Seul Laumond(e)
par Yves Gellier - publié le 19/02/02
Chauffeur et porteur de valise du clan Chirac pendant 25 ans, Jean-Claude Laumond s'explique dans "25 ans avec lui". 5 ans après son éviction de l'Elysée, rencontre avec un déchu de la grande politique.
Jean-Claude Laumond a été abandonné par son ancien maître. Pendant 25 ans, il a été le chauffeur heureux de Jacques Chirac et sa famille, et n'y trouvait rien à redire. Mis sur une voie de garage en 1997, il s'est décidé à parler. Et il n'en finit aujourd'hui plus de raconter ses mémoires, parus en septembre dernier sous le titre "25 Ans avec lui". Mais qu'à-t-il donc à dire ? Les mains tremblantes, entre stress et surexcitation, Jean-Claude Laumond débite des phrases pêle-mêle, comme on suit une thérapie. Pour décrocher de "Jacques". "Pendant des années, j'ai été drogué au Chirac, drogue dure... Je rêvais Chirac, je mangeais Chirac.", confesse celui qui a toujours appelé le président "Le Grand".
Couronne mortuaire
Celle qui l'a fait descendre de son paradis artificiel, c'est Bernadette. Sa faute ? Ce "valet" a contrarié la reine-mère en allant chasser sur ses terres corréziennes. Plus précisément, il a eu l'idée, incongrue semble-t-il, d'épouser Armelle Bénassy, la fille d'un notable du cru. Pour la première dame de France, qui est membre du conseil général de Corrèze et maire-adjointe de Sarran, Laumond ne se marie que pour entrer en politique et peut-être lui piquer sa place au chaud. Laumond raconte ensuite que sa vie est d'un coup devenue un enfer. Symbole de sa déchéance, une couronne mortuaire, accompagnée d'une carte de visite de l'Elysée, reçue le jour de son mariage. Laumond décide alors de "claquer la porte" et demande, tout naturellement, à ce que Chirac le recase quelque part, dans le public ou dans le privé. On l'envoie en Nouvelle-Calédonie pour ce qu'il croit être une retraite dorée, avec un emploi pantouflard pour lui et sa jeune femme. "Mes amis m'ont dit "C'est loin, Nouméa et on y meurt facilement." mais ne savais pas ce qui m'attendait.", se rappelle Laumond. Sur place, il n'y a ni contrat de travail, ni billet-retour et, surtout, la femme de Laumond tombe gravement malade. Il a toutes les peines du monde à rentrer à Paris, où il est devenu indésirable. Après avoir menacé l'Elysée et la mairie de Paris de "péter les plombs", Laumond et sa femme rentrent à la capitale pour être réintégrés dans les services municipaux, grâce à l'intervention de Jean Tibéri. Des splendeurs de l'Elysée, l'ex-chauffeur se retrouve au Père Lachaise, dans un bureau situé sous une tombe. "C'était une forme de message...", ironise le valet déchu. La suite ne fait qu'empirer et Laumond tombe progressivement en dépression. Il rencontre Jean-Claude Gawsewitch, le directeur général des éditions Ramsay, qui semble décidé à l'aider et lui propose surtout de vider son sac dans un livre grand public.

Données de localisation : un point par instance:
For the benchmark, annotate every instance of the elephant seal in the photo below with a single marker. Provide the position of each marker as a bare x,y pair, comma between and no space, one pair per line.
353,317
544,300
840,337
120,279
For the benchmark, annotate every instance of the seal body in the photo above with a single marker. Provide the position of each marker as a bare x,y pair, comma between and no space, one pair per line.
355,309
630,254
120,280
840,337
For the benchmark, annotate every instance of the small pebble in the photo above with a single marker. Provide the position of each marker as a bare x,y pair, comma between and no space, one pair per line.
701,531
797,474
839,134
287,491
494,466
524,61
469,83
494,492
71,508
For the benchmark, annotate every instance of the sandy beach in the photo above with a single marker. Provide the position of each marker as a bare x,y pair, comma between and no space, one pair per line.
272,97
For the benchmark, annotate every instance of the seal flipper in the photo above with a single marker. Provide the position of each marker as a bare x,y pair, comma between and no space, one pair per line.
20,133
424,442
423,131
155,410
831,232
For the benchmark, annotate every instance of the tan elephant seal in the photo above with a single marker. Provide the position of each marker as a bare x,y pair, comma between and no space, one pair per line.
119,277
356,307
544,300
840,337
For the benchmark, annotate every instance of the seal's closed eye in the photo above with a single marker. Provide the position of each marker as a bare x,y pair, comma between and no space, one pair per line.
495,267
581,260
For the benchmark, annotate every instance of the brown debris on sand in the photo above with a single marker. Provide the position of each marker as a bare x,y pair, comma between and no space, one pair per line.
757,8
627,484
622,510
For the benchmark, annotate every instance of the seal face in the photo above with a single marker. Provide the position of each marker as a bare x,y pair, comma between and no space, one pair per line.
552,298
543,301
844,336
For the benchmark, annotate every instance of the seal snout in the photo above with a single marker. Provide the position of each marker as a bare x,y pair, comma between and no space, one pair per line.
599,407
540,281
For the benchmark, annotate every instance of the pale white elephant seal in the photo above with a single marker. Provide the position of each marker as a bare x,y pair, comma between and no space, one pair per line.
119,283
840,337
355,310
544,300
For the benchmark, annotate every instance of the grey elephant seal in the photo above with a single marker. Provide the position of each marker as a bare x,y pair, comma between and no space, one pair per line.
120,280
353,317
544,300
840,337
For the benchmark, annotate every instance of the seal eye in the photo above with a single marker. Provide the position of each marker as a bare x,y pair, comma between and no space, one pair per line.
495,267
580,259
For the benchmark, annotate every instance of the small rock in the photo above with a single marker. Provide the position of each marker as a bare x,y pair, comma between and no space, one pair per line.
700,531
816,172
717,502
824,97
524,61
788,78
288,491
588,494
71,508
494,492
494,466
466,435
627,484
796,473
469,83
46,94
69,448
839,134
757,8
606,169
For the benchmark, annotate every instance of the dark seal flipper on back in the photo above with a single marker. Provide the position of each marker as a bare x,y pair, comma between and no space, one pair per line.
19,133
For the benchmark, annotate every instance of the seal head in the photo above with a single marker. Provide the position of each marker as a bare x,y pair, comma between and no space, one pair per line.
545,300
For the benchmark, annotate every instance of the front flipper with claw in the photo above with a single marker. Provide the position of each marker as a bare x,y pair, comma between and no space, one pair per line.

Consignes:
1. Selon l'article sur Jean-Claude Laumond, pour quelle raison Bernadette Chirac s'est-elle retournée contre lui ? Répondez en une à trois phrases.
2. Prolongez l'article sur Jean-Claude Laumond à partir de sa dernière phrase, en gardant le même ton.

Réponses attendues:
1. Bernadette Chirac lui reprochait d'avoir épousé Armelle Bénassy, fille d'un notable de Corrèze, ce qui revenait à « chasser sur ses terres corréziennes ». Elle estimait qu'il ne se mariait que pour entrer en politique et peut-être lui prendre sa place.

2.
Des centaines d'enveloppes
Le simple chauffeur, que les Chirac auraient bien aimé congédier d'un simple revers de la main, sort au grand jour à quelques mois de l'élection présidentielles. A l'été 2001, Laumond est entendu comme témoin dans l'affaire des marchés publics d'Ile-de-France par les juges Armand Riberolles, Marc Brisset-Foucault et Renaud van Ruymbeke, qui n'ont pas le droit d'interroger Chirac lui-même. "J'ai répondu à leurs questions pendant trois heures mais, comme je dis toujours, je sais ce que j'ai fait mais je ne sais pas ce qu'on m'a fait faire." Le chauffeur a pourtant fait le porte-valise pour Chirac pendant des années, notamment entre l'Elysée et l'agence de voyages de Neuilly mise en cause dans l'affaire des voyages payés en liquide par le président entre décembre 1992 et juillet 1995. "Des enveloppes, j'en ai transporté des centaines. Des petites, des grandes, des moyennnes, des plus ou moins dodues." Sans, il le jure, jamais savoir ce qu'il y avait dedans... Gênant Laumond ? Ou simplement paranoïaque ? Lui a assez peur pour demander aux juges d'instruction une protection policière pour lui et sa famille. Les magistrats lui répondent qu'il n'a rien à craindre.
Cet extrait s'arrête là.